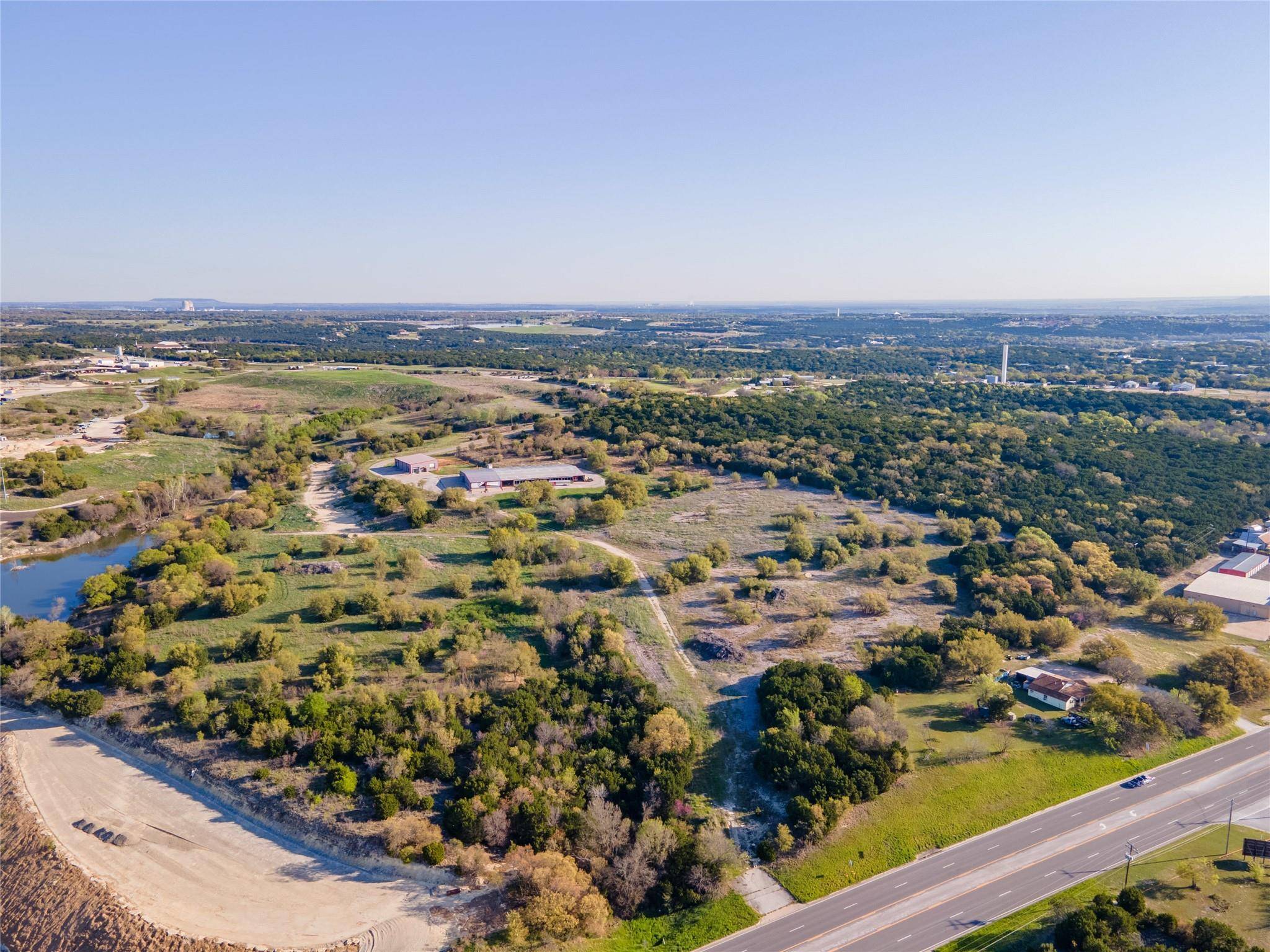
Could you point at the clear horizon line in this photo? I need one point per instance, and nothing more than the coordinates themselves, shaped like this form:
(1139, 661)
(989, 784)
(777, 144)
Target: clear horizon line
(647, 303)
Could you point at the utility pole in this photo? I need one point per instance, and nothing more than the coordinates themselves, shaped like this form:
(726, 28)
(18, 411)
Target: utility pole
(1230, 819)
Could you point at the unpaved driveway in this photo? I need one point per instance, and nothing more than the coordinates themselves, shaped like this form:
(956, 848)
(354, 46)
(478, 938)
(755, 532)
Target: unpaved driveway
(99, 434)
(651, 593)
(200, 868)
(327, 502)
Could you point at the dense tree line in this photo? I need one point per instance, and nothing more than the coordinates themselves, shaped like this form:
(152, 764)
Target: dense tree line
(828, 741)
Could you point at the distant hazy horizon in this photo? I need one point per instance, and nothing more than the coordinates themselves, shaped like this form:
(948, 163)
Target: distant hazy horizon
(636, 153)
(1091, 304)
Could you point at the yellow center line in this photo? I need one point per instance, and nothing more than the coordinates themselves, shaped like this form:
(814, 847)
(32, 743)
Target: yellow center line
(992, 862)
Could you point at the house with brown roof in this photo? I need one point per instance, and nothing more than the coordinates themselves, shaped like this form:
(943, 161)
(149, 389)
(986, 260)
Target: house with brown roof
(1059, 692)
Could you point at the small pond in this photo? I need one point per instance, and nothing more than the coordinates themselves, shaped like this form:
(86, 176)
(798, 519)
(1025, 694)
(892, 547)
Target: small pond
(31, 587)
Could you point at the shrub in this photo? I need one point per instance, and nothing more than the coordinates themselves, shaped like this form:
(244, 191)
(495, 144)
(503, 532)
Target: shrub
(328, 606)
(620, 573)
(386, 806)
(189, 654)
(873, 603)
(75, 703)
(342, 780)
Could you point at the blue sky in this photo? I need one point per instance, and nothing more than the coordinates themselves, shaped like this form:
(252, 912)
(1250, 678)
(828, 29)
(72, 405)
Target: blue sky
(634, 151)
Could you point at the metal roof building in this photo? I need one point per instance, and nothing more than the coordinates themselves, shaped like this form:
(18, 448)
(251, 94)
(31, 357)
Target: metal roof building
(1244, 565)
(1232, 593)
(508, 476)
(415, 463)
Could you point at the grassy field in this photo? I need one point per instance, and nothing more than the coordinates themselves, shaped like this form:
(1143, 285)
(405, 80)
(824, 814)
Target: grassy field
(677, 932)
(1162, 650)
(558, 329)
(125, 465)
(1236, 899)
(293, 391)
(294, 518)
(938, 730)
(98, 401)
(40, 414)
(653, 386)
(378, 649)
(938, 806)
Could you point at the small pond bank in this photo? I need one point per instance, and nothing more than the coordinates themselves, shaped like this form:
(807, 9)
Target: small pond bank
(32, 585)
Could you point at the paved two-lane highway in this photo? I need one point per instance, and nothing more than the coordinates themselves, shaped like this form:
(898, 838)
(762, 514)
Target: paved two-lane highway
(953, 891)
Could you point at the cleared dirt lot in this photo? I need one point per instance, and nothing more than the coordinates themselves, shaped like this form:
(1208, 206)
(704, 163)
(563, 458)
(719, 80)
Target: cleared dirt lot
(193, 866)
(51, 905)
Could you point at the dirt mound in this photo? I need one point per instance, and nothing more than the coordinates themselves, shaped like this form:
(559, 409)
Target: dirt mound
(713, 645)
(315, 567)
(54, 907)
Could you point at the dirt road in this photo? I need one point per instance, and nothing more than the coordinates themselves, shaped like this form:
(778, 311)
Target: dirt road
(651, 593)
(198, 867)
(327, 502)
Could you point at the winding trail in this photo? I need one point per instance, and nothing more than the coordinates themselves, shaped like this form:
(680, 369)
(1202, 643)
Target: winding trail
(324, 498)
(651, 594)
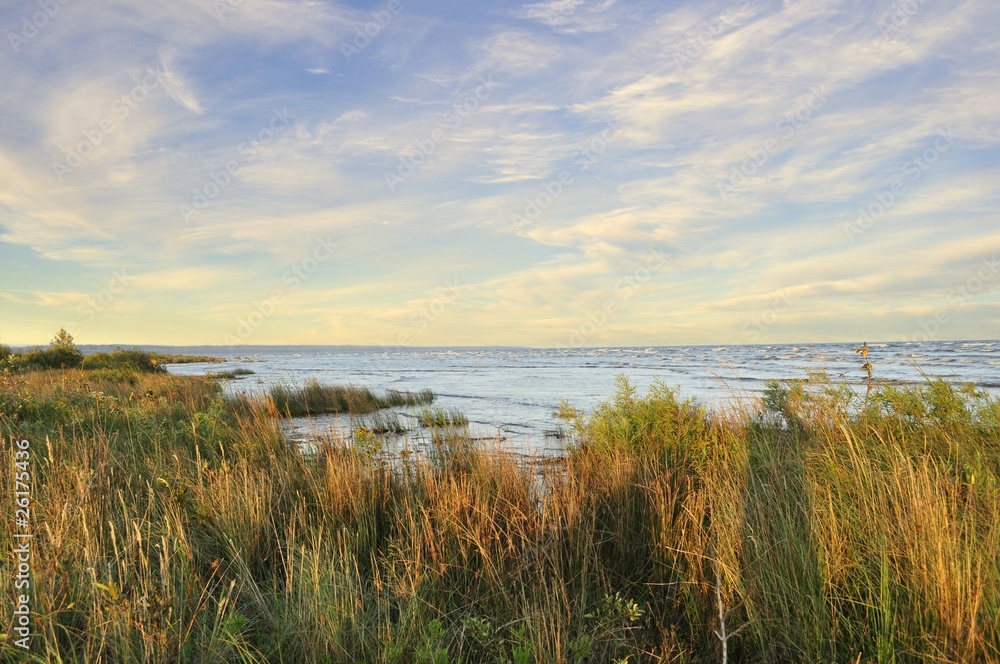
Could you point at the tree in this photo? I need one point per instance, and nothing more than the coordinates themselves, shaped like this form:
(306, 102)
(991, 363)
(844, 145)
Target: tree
(62, 352)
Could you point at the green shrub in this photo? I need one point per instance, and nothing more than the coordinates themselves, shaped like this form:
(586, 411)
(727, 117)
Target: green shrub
(134, 359)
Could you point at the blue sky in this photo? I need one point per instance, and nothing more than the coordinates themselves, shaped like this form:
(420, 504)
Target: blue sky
(559, 173)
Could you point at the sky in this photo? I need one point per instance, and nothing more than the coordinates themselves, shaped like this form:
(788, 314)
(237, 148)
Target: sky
(562, 173)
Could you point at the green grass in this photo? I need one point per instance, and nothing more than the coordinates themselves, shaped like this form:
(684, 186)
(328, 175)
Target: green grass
(314, 398)
(176, 358)
(174, 524)
(228, 374)
(439, 417)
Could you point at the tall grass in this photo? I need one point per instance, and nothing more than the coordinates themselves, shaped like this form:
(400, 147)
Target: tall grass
(314, 398)
(173, 524)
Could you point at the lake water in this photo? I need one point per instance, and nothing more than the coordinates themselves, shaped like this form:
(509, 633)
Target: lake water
(512, 393)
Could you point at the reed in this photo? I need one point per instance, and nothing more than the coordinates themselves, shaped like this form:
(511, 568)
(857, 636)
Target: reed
(314, 398)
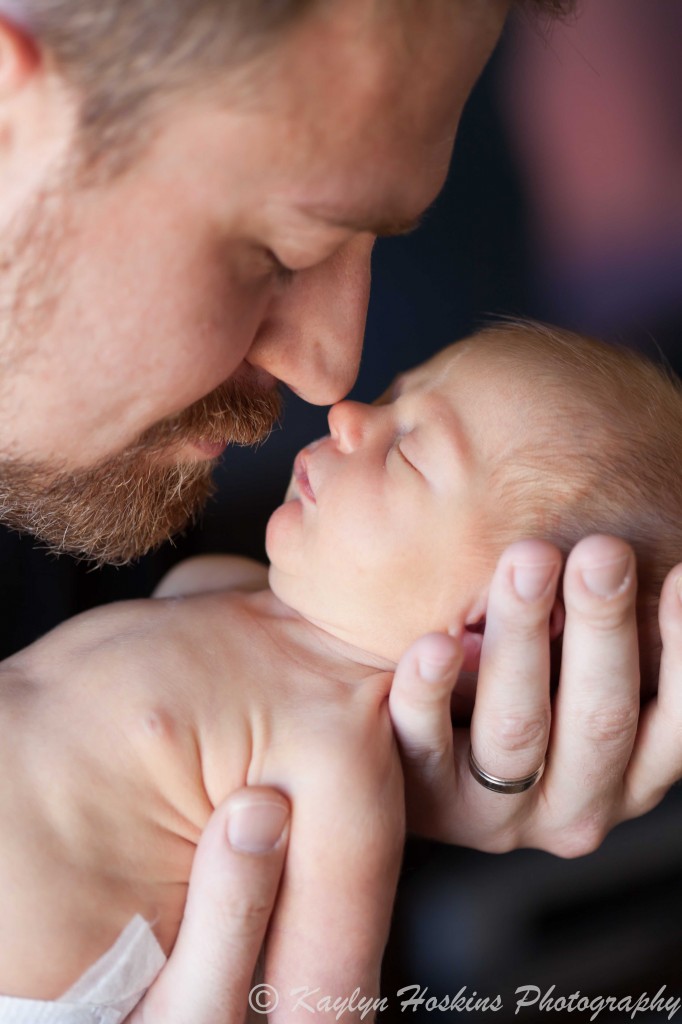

**SET TASK**
Copy every entry above word for word, leaving out the pictures.

**TASK RESULT**
Could you point at the clear horizon line in this photo? I need one point per instance, and nothing more than the coordinates themselves, shaped like this form:
(1139, 661)
(989, 784)
(777, 144)
Target: clear horizon line
(647, 303)
Could you point at the utility pole in this photo? I need one point per instance, and nothing more than the coordinates themselves, shaped like this form:
(726, 28)
(18, 411)
Target: utility pole
(1230, 819)
Could you point at the unpaved driveway in this photo? I need one point per instance, and nothing more than the coordinates themselves, shaped like this form:
(956, 848)
(354, 46)
(478, 938)
(755, 532)
Target: unpaved driveway
(99, 434)
(651, 593)
(200, 868)
(327, 502)
Could you point at the dense tree line in this photo? I need one point per instance, and nothing more than the coordinates themselves, shaped like this form:
(152, 764)
Target: dense tree line
(828, 741)
Could you point at the distant hazy horizon in this photo? I need one point per instance, and nothing more than the coordinates themselves, shaped like this form:
(948, 163)
Target: distant hazy horizon
(636, 153)
(1091, 304)
Could you point at the yellow center line in this photo? I need one point per instance, and nothing more than the coordinates themselves, shaped like this form:
(814, 847)
(32, 743)
Target: yellow center line
(992, 862)
Could you point at the house with brown roof in this photo? I need one point per instance, and nothing more than the coordinates themselves, shaped like this form:
(943, 161)
(149, 389)
(986, 260)
Target: house with brown roof
(1059, 692)
Could you point at the small pond in this photo? I need one point per instance, and nothing more than the coordinates themselves, shaped like this form:
(86, 176)
(798, 519)
(1025, 694)
(892, 547)
Target: small pond
(31, 587)
Could you point at the shrub in this photo? I need one point per instance, and nothing more than the coordinates themselves, shaped like this form:
(244, 191)
(495, 144)
(503, 532)
Target: shrub
(328, 606)
(620, 573)
(386, 806)
(189, 654)
(873, 603)
(75, 703)
(342, 780)
Could you point at the blue sky in this photo? I need one point per instance, and nothing more than the coordinates themselves, shaped like this form:
(252, 912)
(1250, 678)
(828, 29)
(72, 405)
Target: blue sky
(634, 151)
Could you point at the metal roof building in this photo? I need one point per instance, and nothing more than the coordinates themselves, shaped like this form:
(18, 448)
(251, 94)
(31, 357)
Target: metal roof building
(1244, 565)
(1232, 593)
(508, 476)
(415, 463)
Could you point at the grassy field in this photo? I need one point per instance, and nothing more than the coordinates themselves, shaped like this form:
(1143, 285)
(405, 80)
(824, 814)
Target: grassy field
(677, 932)
(1162, 650)
(558, 329)
(125, 465)
(1236, 899)
(293, 391)
(294, 518)
(938, 730)
(98, 401)
(40, 414)
(653, 386)
(378, 649)
(938, 806)
Could you point at the small pond bank in this photo? I need one point per instance, and nothing more than the coordinates themselves, shaped like this form:
(807, 9)
Target: small pond bank
(32, 585)
Could you point at the paved two-lane highway in this photo? I need one point per instance, and nothing more than the coordinates themselves, shaped like this form:
(898, 838)
(762, 514)
Target: paved two-lane highway
(953, 891)
Could you point at the cleared dirt lot in this photo? I need one point per instance, and nothing more than the coordinates themselves, shaped like this form:
(1208, 206)
(704, 163)
(563, 458)
(719, 80)
Target: cleared dirt lot
(193, 866)
(51, 905)
Could you point at the dirt mound in this photo? I need one point per instance, and nothing more than the coordinates themselves, shaped like this form:
(559, 409)
Target: dirt mound
(713, 645)
(315, 567)
(54, 907)
Could you point at the dirt road in this photo? I need one point per instance, and nothing more than the coordinates themselves, shaped like this form:
(778, 311)
Target: dirt road
(651, 593)
(198, 867)
(327, 502)
Could you point at the winding trail in this photo? I need one point per instance, and nothing more than the coordinates themselves, shaped like this form:
(680, 369)
(1202, 643)
Target: winding trail
(324, 498)
(651, 594)
Could you point at the tree in this photo? I need one point per instance, and nothing more than the coordinates themselves, shaped like this form:
(306, 102)
(991, 363)
(844, 145)
Target: tree
(62, 352)
Could you point at the green shrub in this photo? I need one point per instance, and nothing more than the coordinates themselves, shaped like this form:
(586, 411)
(727, 117)
Target: green shrub
(134, 359)
Could you point at the blue sky in this photo? I need one point per instance, and nothing more than the coordinates themselves, shaped like this form:
(420, 504)
Target: blue sky
(559, 173)
Could you point at the sky in this photo? I need one point per instance, and nothing more than the coordinates themselves, shaped like this form:
(788, 314)
(237, 148)
Target: sky
(562, 173)
Could you point at the green grass in this photo? I need one point per instance, and nothing more than the coordinates themselves, shaped like this form:
(684, 186)
(328, 175)
Target: green grass
(314, 398)
(176, 358)
(174, 524)
(228, 374)
(439, 417)
Could you point at the tall grass in this photo? I need one point per instance, and nothing more than the coordinates themselves, shaped like this form:
(400, 147)
Target: tall grass
(314, 398)
(173, 524)
Could you point at the lake water in this photo? I need one point per instance, and nothing more than the coordinates themselves, shaped like this form:
(509, 633)
Target: lake water
(512, 393)
Could you point at the reed in this photo? I need one point per instance, and nothing more than the coordinates themselves, shaped like this form:
(511, 568)
(857, 636)
Target: reed
(314, 398)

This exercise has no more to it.